* [What is needed]: Copy all of the records below verbatim.

* [Supplied records]:
┄┄┄┄┄┄┄┄┄┄

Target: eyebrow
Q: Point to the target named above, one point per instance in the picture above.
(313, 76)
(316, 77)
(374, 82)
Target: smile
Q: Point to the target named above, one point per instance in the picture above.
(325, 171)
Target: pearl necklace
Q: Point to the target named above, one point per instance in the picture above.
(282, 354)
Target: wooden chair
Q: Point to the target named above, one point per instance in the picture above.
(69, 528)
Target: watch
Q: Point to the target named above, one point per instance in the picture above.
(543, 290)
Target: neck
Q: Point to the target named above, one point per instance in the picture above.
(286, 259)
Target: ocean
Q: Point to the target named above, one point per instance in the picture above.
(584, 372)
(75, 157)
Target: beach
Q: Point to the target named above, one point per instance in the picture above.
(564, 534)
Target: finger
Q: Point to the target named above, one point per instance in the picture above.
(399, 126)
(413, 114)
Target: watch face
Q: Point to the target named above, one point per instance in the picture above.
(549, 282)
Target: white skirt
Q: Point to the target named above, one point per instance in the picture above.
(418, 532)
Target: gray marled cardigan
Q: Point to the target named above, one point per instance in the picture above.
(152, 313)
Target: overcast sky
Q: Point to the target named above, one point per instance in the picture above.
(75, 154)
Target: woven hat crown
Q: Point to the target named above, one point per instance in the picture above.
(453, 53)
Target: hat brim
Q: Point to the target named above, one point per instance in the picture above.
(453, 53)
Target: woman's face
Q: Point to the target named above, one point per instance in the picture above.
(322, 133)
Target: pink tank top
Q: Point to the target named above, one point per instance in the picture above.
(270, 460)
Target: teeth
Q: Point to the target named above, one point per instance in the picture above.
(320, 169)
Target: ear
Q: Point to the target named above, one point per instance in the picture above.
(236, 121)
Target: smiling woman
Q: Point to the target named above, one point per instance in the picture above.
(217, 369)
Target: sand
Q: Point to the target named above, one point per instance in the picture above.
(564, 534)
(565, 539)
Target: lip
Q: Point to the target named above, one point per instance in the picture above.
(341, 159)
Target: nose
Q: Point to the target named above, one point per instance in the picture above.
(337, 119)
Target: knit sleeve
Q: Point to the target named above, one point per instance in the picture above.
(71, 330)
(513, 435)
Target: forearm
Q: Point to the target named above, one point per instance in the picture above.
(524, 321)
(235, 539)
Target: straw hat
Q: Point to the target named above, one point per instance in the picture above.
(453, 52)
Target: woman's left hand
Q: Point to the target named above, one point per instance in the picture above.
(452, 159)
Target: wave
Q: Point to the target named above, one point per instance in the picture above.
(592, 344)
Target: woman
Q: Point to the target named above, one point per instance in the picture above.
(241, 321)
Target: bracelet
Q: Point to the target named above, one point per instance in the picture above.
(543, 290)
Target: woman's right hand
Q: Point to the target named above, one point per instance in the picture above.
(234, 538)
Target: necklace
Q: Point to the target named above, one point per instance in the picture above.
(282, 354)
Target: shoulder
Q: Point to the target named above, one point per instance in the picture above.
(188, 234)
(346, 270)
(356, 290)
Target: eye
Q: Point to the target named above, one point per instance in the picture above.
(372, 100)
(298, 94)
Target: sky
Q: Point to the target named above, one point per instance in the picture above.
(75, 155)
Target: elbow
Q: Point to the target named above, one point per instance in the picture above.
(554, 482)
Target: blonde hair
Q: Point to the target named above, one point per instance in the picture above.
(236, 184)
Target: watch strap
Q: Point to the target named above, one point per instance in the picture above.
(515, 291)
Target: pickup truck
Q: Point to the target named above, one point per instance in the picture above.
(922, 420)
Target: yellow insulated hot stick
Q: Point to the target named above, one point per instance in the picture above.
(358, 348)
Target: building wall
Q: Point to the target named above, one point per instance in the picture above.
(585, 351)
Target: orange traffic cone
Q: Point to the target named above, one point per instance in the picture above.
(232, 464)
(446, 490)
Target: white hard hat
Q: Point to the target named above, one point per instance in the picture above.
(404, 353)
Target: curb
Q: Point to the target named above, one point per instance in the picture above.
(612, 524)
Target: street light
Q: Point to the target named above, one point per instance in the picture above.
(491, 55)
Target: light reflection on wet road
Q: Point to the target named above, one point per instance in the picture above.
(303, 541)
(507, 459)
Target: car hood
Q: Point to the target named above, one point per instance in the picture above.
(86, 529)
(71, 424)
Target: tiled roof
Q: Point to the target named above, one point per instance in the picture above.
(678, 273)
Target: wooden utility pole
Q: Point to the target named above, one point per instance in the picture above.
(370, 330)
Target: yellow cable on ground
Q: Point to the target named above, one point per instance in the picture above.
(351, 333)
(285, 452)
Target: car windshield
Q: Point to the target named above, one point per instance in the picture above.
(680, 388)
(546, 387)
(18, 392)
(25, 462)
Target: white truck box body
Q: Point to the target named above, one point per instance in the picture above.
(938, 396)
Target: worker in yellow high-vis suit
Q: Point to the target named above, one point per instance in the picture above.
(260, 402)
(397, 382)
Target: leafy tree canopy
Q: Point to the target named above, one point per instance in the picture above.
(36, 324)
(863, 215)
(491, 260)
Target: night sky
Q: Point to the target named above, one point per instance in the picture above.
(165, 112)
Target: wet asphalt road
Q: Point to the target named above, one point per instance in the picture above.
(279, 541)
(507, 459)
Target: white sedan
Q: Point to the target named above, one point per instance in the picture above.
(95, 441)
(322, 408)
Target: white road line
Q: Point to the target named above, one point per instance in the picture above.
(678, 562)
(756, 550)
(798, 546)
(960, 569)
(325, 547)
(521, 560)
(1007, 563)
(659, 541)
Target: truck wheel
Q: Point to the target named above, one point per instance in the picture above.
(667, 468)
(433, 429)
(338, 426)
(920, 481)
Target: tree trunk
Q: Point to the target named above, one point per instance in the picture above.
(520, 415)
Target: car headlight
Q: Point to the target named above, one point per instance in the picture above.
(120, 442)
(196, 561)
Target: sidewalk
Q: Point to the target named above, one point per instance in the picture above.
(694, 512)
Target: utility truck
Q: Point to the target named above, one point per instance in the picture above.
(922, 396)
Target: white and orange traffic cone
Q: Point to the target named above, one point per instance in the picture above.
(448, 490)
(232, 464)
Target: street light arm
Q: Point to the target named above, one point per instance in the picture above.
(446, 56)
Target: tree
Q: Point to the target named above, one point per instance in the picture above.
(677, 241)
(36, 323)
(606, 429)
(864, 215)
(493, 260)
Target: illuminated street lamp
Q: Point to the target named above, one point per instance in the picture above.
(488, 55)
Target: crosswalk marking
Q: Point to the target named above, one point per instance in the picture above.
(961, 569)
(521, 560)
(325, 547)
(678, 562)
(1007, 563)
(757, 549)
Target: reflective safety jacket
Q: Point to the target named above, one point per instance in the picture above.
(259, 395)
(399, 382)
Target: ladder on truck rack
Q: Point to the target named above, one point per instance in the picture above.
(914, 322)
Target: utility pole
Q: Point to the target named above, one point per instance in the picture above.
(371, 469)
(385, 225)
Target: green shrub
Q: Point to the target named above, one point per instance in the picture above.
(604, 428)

┄┄┄┄┄┄┄┄┄┄

* [In response]:
Target: eyebrow
Q: Point to the target named above, one point per instance in the picture above.
(313, 76)
(316, 77)
(374, 82)
Target: smile
Q: Point to the target named above, one point per instance in the picture above.
(325, 171)
Target: pearl necklace
Q: Point to the target named above, one point per instance in the picture above.
(282, 354)
Target: wooden chair
Q: Point to the target named above, one point per instance in the picture above.
(69, 528)
Target: watch
Q: Point to the target named above, one point per instance in the picture above.
(543, 290)
Target: neck
Q: Point to the target named above, one point per instance in the picture above.
(286, 259)
Target: ocean
Q: Point to the target named above, one point per instance in the picture above.
(584, 372)
(75, 157)
Target: beach
Q: Point to the target named above, one point per instance in the picture above.
(564, 534)
Target: finger
Q: Point to the target named above, one point per instance in the picture above.
(399, 126)
(413, 114)
Target: watch face
Q: Point to the target named above, one point per instance in the picture above.
(549, 282)
Target: white skirt
Q: Point to the target named above, one point per instance in the picture above.
(418, 532)
Target: gray marled cardigan
Q: Point to the target named above, one point per instance in the picture above.
(152, 313)
Target: overcast sky
Q: Point to the target named above, one point per instance in the picture above.
(75, 154)
Target: woven hat crown
Q: Point to the target named above, one point per instance in the picture above.
(453, 53)
Target: hat brim
Q: Point to the target named above, one point per instance in the picture above.
(453, 53)
Target: woman's face
Q: Point to the target named above, one point per instance in the picture above.
(322, 133)
Target: pink tank top
Q: Point to the target named above, one point per instance in the picture above.
(270, 460)
Target: teeth
Q: Point to the target named above, one point per instance in the picture above.
(320, 169)
Target: ear
Q: Point to the target named above, one point per instance in the picture above.
(236, 121)
Target: smiling woman
Q: Point to the target named above, one point per instance in the picture above.
(217, 369)
Target: sand
Q: Point to the target named above, one point per instance in the picture above.
(564, 534)
(565, 539)
Target: lip
Q: Point to the target named above, one point per instance in the picture above.
(341, 159)
Target: nose
Q: Point to the target named above, one point per instance in the picture above.
(337, 119)
Target: knit sleeve
Q: Point to the target named above, one point per instance in the picture above.
(71, 330)
(513, 435)
Target: forearm
Q: Point to the target named above, one point per instance in the picture above.
(524, 321)
(235, 539)
Target: straw hat
Q: Point to the target named above, one point per instance in the picture above.
(453, 52)
Target: woman's left hand
Q: Point to the target named above, one point per instance in the picture above.
(452, 159)
Target: wave
Q: Point to the target named above, one point per instance in the picture above.
(592, 344)
Target: woman
Q: Point to the target named above, one point per instance in the picture above.
(241, 321)
Target: bracelet
Q: Point to the target named above, one point per instance in the picture above.
(543, 290)
Target: woman's right hand
Q: Point to the target named above, one point per instance in the picture above.
(234, 538)
Target: necklace
Q: Point to the target named above, one point per instance in the picture above.
(282, 354)
Target: shoulder
Q: Point to the target named above, one point per instance in the picture above.
(188, 234)
(346, 270)
(356, 290)
Target: eye
Q: Point to the target named above, one point per instance in the picture above.
(372, 100)
(298, 94)
Target: sky
Q: Point to the target named above, one point per instance in the picture above.
(75, 155)
Target: elbow
Q: Point to the target named above, one point per instance in the picture above.
(554, 482)
Target: blonde hair
Q: Point to the target named above, one point per instance in the picture above.
(236, 184)
Target: watch strap
Q: Point to the target named above, one point per instance in the picture above.
(515, 291)
Target: pickup truck
Q: Point to the target named above, one point per instance in the picture above.
(922, 420)
Target: yellow insulated hot stick
Q: Point to the target named above, one point per instance in the picture above.
(358, 348)
Target: building wall
Q: Point to the target named above, one point per instance in the picture above.
(585, 351)
Target: orange traffic cone
Q: Point to the target named above, one point per instance in the picture above.
(232, 464)
(446, 490)
Target: white hard hat
Q: Point to the target named above, one point per instance in the picture above.
(404, 353)
Target: curb
Q: Point to the target named above, one point per instance in the picture above.
(612, 524)
Target: street light
Q: Point to the target named above, one point per instance in the picture above.
(491, 55)
Target: light reflection on wet road
Q: Point to the target named above, one point per instance in the picture above.
(303, 541)
(507, 459)
Target: car hood
Q: Point to the target named above, one point per instance in the picture above.
(86, 529)
(71, 424)
Target: tiled roof
Q: Point to the target named above, one point per instance in the picture above.
(678, 273)
Target: wooden utility pole
Q: Point to the target named above, one point per instance in the picture above.
(370, 330)
Target: yellow cable on ground
Q: Point to the target named above, one point per instance in the picture above.
(351, 333)
(285, 452)
Target: car windshield
Q: Point to the target named above, one point per instance in the picture above.
(680, 388)
(546, 387)
(18, 392)
(25, 462)
Target: white truck box body
Q: Point to the target named above, one point per instance in the picture above.
(938, 396)
Target: worker in yellow high-vis suit
Q: Point to the target named above, one point per instance in the picture above.
(260, 402)
(397, 382)
Target: leafy tree canopy
Q: Point to the target named above, one point per instance in the picture above.
(36, 324)
(863, 215)
(491, 260)
Target: night sky
Q: Point to the target named above, one point per instance in the picture above.
(165, 112)
Target: wet asphalt road
Q: Point to the target named above, one point per instance in the picture above.
(279, 541)
(507, 459)
Target: white sedan
Q: Point to the target named above, one point per instance in the picture above.
(95, 441)
(322, 408)
Target: white road line
Q: Point to the target named above, one point per instance in the picture above.
(678, 562)
(756, 550)
(798, 546)
(960, 569)
(325, 547)
(521, 560)
(1007, 563)
(659, 541)
Target: truck wheel
Q: Point to the target named above, one point per instance in the picture above.
(667, 468)
(433, 429)
(338, 426)
(920, 481)
Target: tree trunk
Q: Point to the target named above, one point per instance in the picture above.
(520, 415)
Target: car headlight
Q: Point to the target named above, one point per instance in the picture above.
(120, 442)
(196, 561)
Target: sidewalk
Q: Point to the target named above, one point per instance in the picture above.
(694, 512)
Target: utility truck
Q: Point to the target named above, one point per instance in the picture above.
(922, 396)
Target: white and orange traffic cone
Q: Point to the target named above, one point per instance in the picture above.
(448, 490)
(232, 464)
Target: street light arm
Q: Point to the target named above, one point per instance in the picture above.
(446, 56)
Target: tree
Q: Point to the target named above, one point per instance in the picture above.
(677, 241)
(36, 323)
(606, 429)
(864, 215)
(493, 260)
Target: illuminated street lamp
Q: Point to the target named above, one point per instance in the picture above.
(488, 55)
Target: crosswalk marking
Q: Point to the target named above, one point per instance in the picture above.
(961, 569)
(521, 560)
(325, 547)
(678, 562)
(1007, 563)
(757, 549)
Target: reflective safety jacket
Q: Point to the target named above, one point per instance in the picture above.
(259, 395)
(399, 382)
Target: ladder on truck rack
Q: Point to the target named above, one point per instance in the picture above.
(914, 322)
Target: utility pole
Q: Point to the target named above, one point per instance in the picture above.
(371, 469)
(385, 225)
Target: green shrub
Q: Point to the target named above, one point per instance in the picture above.
(604, 428)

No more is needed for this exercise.